- **ASSIGNED TASK**
The data below holds the lines to copy: everything from the line containing "Target: sugar cube" to the line containing "A point belongs on each instance of the single", both ends included, set down exactly.

- **THE RECORDS**
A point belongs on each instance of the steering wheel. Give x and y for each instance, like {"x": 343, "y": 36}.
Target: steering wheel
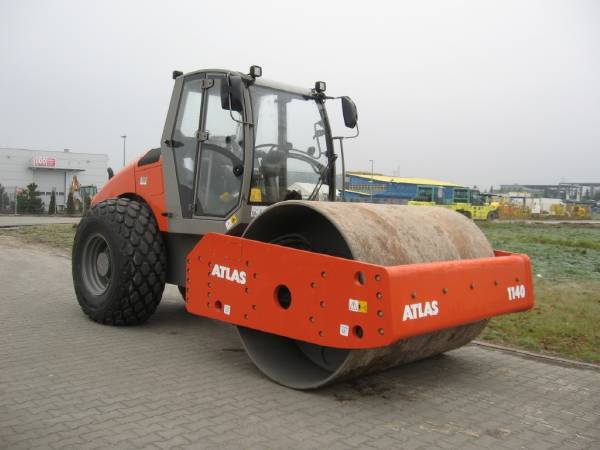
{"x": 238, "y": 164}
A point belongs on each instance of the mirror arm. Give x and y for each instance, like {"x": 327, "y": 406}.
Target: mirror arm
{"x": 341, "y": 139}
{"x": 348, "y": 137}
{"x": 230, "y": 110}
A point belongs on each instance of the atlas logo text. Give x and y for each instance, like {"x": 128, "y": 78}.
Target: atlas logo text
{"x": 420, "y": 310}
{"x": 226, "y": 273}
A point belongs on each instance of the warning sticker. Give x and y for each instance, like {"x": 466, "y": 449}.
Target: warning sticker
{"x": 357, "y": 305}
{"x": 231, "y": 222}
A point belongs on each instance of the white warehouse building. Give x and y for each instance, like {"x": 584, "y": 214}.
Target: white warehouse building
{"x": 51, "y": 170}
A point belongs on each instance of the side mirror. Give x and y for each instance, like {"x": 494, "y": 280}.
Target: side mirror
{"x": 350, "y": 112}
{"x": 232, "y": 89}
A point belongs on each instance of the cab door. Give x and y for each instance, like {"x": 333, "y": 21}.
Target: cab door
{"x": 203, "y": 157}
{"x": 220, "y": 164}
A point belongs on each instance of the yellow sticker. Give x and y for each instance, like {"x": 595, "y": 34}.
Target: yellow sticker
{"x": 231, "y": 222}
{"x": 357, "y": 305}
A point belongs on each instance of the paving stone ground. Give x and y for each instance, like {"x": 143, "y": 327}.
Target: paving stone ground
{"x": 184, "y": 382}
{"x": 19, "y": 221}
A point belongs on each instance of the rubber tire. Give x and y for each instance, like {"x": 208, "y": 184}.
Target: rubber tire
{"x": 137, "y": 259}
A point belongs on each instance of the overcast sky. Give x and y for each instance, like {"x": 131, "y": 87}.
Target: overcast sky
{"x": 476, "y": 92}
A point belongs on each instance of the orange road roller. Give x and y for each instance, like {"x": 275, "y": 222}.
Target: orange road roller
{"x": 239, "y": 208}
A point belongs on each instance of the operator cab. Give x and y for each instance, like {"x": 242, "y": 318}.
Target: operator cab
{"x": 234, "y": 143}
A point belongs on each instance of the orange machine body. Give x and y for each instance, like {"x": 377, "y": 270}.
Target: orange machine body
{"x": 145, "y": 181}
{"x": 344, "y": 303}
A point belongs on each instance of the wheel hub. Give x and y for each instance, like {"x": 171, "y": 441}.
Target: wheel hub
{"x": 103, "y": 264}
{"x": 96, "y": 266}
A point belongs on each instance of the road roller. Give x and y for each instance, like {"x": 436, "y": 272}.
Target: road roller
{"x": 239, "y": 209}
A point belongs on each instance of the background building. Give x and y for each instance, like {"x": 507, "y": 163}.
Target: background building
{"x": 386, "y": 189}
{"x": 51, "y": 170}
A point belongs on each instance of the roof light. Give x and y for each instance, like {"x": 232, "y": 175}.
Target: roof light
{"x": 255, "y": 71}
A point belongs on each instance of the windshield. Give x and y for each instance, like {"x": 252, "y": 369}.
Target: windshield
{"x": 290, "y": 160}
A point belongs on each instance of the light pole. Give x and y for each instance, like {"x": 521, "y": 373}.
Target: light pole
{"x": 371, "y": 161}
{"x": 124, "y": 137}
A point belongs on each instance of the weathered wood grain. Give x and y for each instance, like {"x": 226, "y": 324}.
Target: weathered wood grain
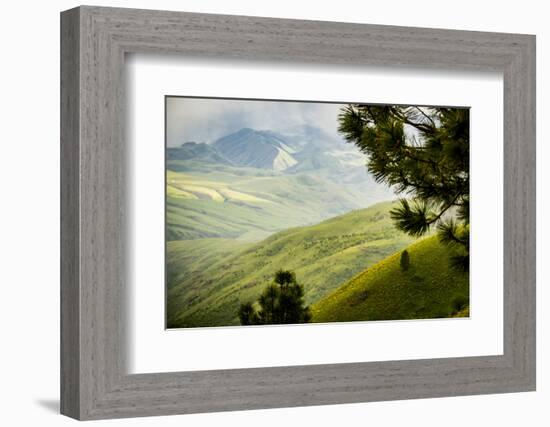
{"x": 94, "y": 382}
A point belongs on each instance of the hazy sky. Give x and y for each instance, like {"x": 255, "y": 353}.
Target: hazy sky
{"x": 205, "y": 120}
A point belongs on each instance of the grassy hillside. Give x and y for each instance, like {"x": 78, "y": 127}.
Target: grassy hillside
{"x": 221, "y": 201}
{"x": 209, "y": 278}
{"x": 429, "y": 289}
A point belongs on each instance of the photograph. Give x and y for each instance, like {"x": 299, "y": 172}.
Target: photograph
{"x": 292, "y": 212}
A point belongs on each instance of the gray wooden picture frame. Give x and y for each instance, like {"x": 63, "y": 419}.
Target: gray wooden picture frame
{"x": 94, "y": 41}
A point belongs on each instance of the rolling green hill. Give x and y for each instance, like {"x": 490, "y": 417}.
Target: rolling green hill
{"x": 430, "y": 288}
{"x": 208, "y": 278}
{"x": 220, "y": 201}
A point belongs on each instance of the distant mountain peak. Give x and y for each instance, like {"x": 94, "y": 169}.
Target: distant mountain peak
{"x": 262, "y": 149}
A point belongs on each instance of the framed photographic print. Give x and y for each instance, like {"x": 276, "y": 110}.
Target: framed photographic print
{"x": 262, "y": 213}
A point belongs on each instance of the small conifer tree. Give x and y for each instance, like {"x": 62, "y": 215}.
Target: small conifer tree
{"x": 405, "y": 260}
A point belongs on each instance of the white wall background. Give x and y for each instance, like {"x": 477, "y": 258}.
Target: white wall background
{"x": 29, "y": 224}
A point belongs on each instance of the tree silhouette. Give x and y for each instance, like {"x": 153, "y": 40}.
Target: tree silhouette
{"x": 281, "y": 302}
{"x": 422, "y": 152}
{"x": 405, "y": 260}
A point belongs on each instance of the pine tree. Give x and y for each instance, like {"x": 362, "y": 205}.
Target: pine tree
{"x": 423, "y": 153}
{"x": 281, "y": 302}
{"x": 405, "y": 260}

---

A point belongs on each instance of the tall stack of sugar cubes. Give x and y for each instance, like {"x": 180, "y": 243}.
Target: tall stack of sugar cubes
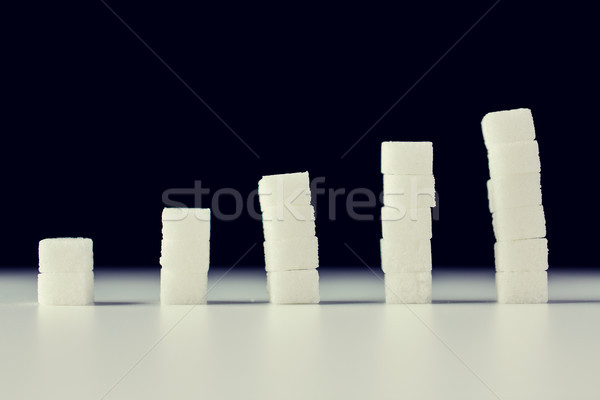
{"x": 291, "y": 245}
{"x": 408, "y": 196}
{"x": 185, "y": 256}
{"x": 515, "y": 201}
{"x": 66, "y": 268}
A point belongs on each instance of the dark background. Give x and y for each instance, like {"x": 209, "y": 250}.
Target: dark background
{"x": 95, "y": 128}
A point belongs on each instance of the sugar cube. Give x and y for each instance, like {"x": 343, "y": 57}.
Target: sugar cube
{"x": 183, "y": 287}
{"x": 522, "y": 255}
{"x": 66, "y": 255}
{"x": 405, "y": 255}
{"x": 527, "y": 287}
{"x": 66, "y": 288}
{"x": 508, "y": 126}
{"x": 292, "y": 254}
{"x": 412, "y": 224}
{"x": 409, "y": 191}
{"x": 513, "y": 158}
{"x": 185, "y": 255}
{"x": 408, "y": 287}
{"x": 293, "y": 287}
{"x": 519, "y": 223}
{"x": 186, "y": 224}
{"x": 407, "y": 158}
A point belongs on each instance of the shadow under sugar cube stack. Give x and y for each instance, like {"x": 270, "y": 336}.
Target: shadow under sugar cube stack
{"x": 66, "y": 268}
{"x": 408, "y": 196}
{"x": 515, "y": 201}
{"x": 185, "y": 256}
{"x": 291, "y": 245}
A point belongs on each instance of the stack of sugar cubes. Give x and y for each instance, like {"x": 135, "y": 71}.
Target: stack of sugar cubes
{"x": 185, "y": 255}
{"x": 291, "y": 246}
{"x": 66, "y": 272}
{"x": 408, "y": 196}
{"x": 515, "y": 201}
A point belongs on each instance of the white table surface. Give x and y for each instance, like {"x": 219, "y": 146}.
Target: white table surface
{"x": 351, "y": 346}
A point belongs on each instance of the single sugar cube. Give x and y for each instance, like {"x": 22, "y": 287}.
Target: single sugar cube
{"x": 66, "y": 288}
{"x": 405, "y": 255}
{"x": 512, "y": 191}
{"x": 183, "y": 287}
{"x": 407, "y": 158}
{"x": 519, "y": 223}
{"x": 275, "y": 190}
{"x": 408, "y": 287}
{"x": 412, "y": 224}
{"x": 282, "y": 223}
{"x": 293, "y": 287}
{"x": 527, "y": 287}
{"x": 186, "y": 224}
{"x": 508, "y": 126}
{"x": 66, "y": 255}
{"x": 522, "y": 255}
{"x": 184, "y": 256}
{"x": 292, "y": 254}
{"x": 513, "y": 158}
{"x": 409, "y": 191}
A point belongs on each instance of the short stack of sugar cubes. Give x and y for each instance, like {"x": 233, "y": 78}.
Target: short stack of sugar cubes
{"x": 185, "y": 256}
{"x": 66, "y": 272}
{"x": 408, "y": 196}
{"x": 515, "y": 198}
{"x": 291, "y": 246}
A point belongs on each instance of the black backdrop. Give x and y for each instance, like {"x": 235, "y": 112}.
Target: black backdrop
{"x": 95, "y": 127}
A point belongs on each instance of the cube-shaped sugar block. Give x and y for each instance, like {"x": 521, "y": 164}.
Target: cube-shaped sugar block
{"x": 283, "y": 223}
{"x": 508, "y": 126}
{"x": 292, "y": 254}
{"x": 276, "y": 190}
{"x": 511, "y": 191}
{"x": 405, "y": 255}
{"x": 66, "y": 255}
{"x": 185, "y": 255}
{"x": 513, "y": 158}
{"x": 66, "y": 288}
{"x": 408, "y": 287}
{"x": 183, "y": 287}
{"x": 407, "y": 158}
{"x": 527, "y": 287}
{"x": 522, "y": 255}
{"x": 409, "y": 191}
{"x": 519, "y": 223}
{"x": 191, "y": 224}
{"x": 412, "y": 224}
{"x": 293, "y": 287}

- **ANSWER**
Target: sugar cube
{"x": 183, "y": 287}
{"x": 522, "y": 255}
{"x": 66, "y": 255}
{"x": 405, "y": 255}
{"x": 527, "y": 287}
{"x": 66, "y": 288}
{"x": 508, "y": 126}
{"x": 292, "y": 254}
{"x": 412, "y": 224}
{"x": 409, "y": 191}
{"x": 513, "y": 158}
{"x": 185, "y": 255}
{"x": 408, "y": 287}
{"x": 293, "y": 287}
{"x": 519, "y": 223}
{"x": 186, "y": 224}
{"x": 407, "y": 158}
A point belongs on each instance of the shadow under sugar cube stack. Give x and y for each instance, like {"x": 270, "y": 336}.
Target: shadow under sugar cube stack
{"x": 66, "y": 268}
{"x": 408, "y": 196}
{"x": 515, "y": 201}
{"x": 185, "y": 256}
{"x": 291, "y": 245}
A point belongs on each instance of the stack of sugar cubes. Give x and y for each instance, like {"x": 135, "y": 71}.
Target: stack of sugar cubes
{"x": 185, "y": 255}
{"x": 291, "y": 246}
{"x": 66, "y": 272}
{"x": 408, "y": 196}
{"x": 515, "y": 201}
A point belongs on each instance of the white table surface. Give x and y for each instance, like {"x": 219, "y": 146}.
Target: white table surface
{"x": 351, "y": 346}
A point belongs on each instance of the single sugar cube. Give x and y for each instance, like {"x": 22, "y": 287}.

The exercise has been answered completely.